#### 抜粋
RENT ライヴ・オン・ブロードウェイ

2008年作品
監督 マイケル・ジョン・ウォーレン 出演 アダム・カンター、ウィル・チェイス
(あらすじ)
1989年、ニューヨークのイーストヴィレッジ。映像作家志望のマーク(アダム・カンター)とロック・ミュージシャンでHIV感染者のロジャー(ウィル・チェイス)は、レコード会社の工場だったおんぼろアパートに暮らすルームメイト。貧しいながらも気楽な生活を送っていた彼等のもとに、クリスマスイブの晩、元同居人で今やそのアパートの大家になったベニーから家賃の催促の電話がかかってくる…


2008年9月、ネダーランダー劇場で行われたブロードウェイでの最終公演を収録した作品。
########
#### エントリ一覧
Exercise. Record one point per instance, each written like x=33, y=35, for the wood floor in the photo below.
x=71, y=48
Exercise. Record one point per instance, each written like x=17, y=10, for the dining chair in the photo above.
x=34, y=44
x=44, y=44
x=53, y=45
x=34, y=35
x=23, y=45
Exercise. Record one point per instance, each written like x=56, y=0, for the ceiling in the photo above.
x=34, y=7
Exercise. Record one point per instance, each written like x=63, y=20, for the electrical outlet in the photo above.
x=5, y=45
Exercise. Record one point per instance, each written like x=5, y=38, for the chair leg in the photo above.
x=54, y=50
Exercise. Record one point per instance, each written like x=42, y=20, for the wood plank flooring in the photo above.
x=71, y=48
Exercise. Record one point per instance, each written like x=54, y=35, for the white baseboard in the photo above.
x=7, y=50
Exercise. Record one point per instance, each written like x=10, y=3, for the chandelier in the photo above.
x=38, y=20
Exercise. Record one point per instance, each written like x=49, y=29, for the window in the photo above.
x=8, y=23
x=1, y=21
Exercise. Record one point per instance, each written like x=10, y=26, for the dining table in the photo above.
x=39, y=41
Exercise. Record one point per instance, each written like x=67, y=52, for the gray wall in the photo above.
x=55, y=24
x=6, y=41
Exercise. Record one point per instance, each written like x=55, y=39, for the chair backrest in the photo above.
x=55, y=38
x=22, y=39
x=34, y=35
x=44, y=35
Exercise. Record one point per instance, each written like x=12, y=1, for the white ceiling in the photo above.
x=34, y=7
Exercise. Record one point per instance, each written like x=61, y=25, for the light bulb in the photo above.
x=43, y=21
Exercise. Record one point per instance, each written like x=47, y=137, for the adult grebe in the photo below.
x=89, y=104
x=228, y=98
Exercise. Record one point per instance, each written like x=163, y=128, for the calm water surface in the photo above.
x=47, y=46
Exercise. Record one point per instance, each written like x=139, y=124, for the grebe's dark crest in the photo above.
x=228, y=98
########
**課題 1:** エントリのうち、「crest in the photo above.」を含む行からエントリの最後の行までを、そのまま一字一句たがえずに書き写してもらえますか？
**課題 2:** 『RENT ライヴ・オン・ブロードウェイ』の紹介文を、最後の文のあとから書き継いでもらえますか？

**解答 1:**
Exercise. Record one point per instance, each written like x=139, y=124, for the grebe's dark crest in the photo above.
x=228, y=98

**解答 2:**
いよいよ、東京国際フォーラムで行われる「RENT 20周年記念ツアー来日公演」を見に行く日が来週に迫ってきたということで、事前学習のために妻&娘と一緒に鑑賞。クリス・コロンバスが監督した映画版「RENT(2006年)」の大ファンだという娘も、本作を見るのは今回が初めてだったらしい。

さて、俺が映画版のDVDを見たのは今から9年以上前のこと。例によって細かなところは忘れてしまったものの、ゲイでHIV感染者であるエンジェルの死のイメージが強烈すぎて、“ミュージカルらしい雰囲気”を損なっているような印象を受けたことだけは良く覚えており、そのときのブログを読むと“「ヘドウィグ・アンド・アングリーインチ(2001年)」には遠く及ばない”という感想が書かれている。

そんな訳で、個人的には一抹の不安を抱えながらの鑑賞となった訳であるが、意外にも本作に収められた舞台版「RENT」の世界には何の違和感もなくすんなりと入り込むことが出来、後はもうTV画面にクギ付け。途中の休憩時間もそのまま収録されているのだが、その間もTVの前を離れることは出来ず、最後までとても楽しく見終えることが出来た。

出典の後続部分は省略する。